Selection
━━━━━━━━━━━━━━━━

[FOM] real numbers

Andreas Blass ablass at umich.edu
Thu Jun 19 21:13:29 EDT 2003


	Some time ago (May 3), Richard Heck asked what modality is
involved when one says that the real numbers *can* be Dedekind cuts and
*can* be equivalence classes of Cauchy sequences, when one is unwilling to
say that they *are* either of these things.  As an occasional user of this
modality, I'd like to try to explain what I mean by it.  The explanation
is related to some previous postings, particularly ones by Harvey Friedman
and Matt Insall, but I think it's sufficiently different to deserve an
explicit statement.  I believe that it describes what many mathematicians
believe --- or would believe if they ever thought about such foundational
matters.
	Mathematicians generally reason in a theory T which (up to
possible minor variations between individual mathematicians) can be
described as follows.  It is a many-sorted first-order theory.  The sorts
include numbers (natural, real, complex), sets, ordered pairs and other
tuples, functions, manifolds, projective spaces, Hilbert spaces, and
whatnot.  There are axioms asserting the basic properties of these and the
relations between them.  For example, there are axioms saying that the
real numbers form a complete ordered field, that any formula determines
the set of those reals that satisfy it (and similarly with other sorts in
place of the reals), that two tuples are equal iff they have the same
length and equal components in all positions, etc.
	There are no axioms that attempt to reduce one sort to another.
In particular, nothing says that real numbers are sets of any kind.
(Different mathematicians may disagree as to whether, say, the real
numbers are a subset of the complex ones or whether they are a separate
sort with a canonical embedding into the complex numbers. Such issues will
not affect the general idea that I'm trying to explain.)  So
mathematicians usually do not say that the reals are Dedekind cuts (or any
other kind of sets), unless they're teaching a course in foundations and
therefore feel compelled (by outside forces?) to say such things.
	This theory T, large and unwieldy though it is, can be interpreted
in far simpler-looking theories.  ZFC, with its single sort and single
primitive predicate, is the main example of such a simpler theory.  (I've
left large categories out of T in order to make this literally true, but
Feferman has shown how to interpret most of category theory, including
large categories, in a conservative extension of ZFC.)  For most
mathematicians, type theory will also serve to provide an interpretation
of T, and there may be other, equally good possibilities.
	There are, of course, several choices to be made in constructing
an interpretation of T in ZFC.  The one immediately relevant to the topic
at hand is the choice between Dedekind cuts and equivalence classes of
Cauchy sequences to represent reals.  But there are also choices in
representing ordered pairs by sets, representing functions by sets of
ordered pairs. (Do you use pairs (input, output) or (output, input)?  Most
of us use the former, but there are serious authors who preferred the
latter.)  So there are many interpretations of T --- interpretations into
different theories, and even different interpretations into the same
theory.

━━━━━━━━━━━━━━━━

Dataset entries

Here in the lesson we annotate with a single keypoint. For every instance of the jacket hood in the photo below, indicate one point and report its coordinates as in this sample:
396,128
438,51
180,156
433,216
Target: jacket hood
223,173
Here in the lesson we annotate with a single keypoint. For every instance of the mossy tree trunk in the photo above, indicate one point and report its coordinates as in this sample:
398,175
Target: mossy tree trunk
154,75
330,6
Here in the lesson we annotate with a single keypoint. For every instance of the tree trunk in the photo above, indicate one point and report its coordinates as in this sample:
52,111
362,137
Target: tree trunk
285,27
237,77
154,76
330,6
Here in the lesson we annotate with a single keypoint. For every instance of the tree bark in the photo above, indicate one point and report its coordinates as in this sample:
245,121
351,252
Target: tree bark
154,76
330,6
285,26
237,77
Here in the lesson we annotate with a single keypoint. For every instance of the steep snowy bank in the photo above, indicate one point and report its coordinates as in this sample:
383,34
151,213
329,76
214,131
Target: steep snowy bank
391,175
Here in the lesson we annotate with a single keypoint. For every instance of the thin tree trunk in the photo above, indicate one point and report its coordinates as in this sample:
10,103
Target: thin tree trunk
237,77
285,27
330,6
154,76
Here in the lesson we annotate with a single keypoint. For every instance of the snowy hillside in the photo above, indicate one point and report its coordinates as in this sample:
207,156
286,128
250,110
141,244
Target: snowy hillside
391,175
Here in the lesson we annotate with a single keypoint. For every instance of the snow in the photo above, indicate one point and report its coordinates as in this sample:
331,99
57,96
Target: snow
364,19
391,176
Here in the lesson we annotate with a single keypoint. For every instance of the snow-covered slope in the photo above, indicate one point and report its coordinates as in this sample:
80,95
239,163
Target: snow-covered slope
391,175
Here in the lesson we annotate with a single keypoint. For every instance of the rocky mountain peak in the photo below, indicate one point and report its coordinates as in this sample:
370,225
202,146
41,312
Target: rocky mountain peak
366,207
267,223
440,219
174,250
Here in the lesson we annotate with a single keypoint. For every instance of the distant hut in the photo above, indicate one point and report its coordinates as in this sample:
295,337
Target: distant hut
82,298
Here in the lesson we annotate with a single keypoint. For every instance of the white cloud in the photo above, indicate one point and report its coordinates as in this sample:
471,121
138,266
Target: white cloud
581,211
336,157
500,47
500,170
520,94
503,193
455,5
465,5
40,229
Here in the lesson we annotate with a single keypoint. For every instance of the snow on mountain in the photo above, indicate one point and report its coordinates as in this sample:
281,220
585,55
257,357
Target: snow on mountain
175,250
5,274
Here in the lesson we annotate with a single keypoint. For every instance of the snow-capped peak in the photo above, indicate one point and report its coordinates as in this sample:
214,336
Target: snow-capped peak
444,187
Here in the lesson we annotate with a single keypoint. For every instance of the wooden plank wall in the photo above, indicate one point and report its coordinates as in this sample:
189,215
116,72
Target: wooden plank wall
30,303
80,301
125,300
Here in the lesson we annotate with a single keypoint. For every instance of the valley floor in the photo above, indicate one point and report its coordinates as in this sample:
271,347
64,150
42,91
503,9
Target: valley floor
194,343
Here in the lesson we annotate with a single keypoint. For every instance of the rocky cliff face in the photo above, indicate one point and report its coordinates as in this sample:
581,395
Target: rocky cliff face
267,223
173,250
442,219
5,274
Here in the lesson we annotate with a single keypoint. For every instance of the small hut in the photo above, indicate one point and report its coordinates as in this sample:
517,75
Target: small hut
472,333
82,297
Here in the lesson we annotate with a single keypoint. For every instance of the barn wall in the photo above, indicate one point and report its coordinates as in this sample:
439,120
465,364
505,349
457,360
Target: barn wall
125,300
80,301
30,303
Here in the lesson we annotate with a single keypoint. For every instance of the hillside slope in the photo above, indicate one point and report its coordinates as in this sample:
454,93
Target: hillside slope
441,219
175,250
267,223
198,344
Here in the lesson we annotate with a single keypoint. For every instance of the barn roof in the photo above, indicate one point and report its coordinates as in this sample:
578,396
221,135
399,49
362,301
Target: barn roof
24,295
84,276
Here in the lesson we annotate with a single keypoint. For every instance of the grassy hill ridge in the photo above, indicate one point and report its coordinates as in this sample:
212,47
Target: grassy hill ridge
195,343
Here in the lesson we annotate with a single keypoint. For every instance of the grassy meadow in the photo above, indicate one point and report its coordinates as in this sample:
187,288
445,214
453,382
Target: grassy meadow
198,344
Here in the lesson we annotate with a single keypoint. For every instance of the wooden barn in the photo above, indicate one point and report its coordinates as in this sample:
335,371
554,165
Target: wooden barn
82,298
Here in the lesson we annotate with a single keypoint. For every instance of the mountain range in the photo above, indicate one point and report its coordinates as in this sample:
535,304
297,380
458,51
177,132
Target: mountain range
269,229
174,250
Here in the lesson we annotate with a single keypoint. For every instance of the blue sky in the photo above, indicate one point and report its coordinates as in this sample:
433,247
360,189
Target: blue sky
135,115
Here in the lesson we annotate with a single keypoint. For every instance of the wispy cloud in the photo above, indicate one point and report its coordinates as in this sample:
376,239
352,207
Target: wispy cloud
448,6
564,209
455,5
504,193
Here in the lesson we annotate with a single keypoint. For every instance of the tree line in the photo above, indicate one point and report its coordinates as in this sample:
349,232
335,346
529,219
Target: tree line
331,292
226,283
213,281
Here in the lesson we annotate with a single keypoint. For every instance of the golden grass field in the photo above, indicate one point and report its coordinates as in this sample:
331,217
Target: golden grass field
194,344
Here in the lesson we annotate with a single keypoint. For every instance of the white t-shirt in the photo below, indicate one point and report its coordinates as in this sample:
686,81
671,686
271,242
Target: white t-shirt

━━━━━━━━━━━━━━━━

Do this
Quote the post about real numbers word for word, starting at "Mathematicians generally reason" and ending at "all positions, etc.".

Solution below
Mathematicians generally reason in a theory T which (up to
possible minor variations between individual mathematicians) can be
described as follows.  It is a many-sorted first-order theory.  The sorts
include numbers (natural, real, complex), sets, ordered pairs and other
tuples, functions, manifolds, projective spaces, Hilbert spaces, and
whatnot.  There are axioms asserting the basic properties of these and the
relations between them.  For example, there are axioms saying that the
real numbers form a complete ordered field, that any formula determines
the set of those reals that satisfy it (and similarly with other sorts in
place of the reals), that two tuples are equal iff they have the same
length and equal components in all positions, etc.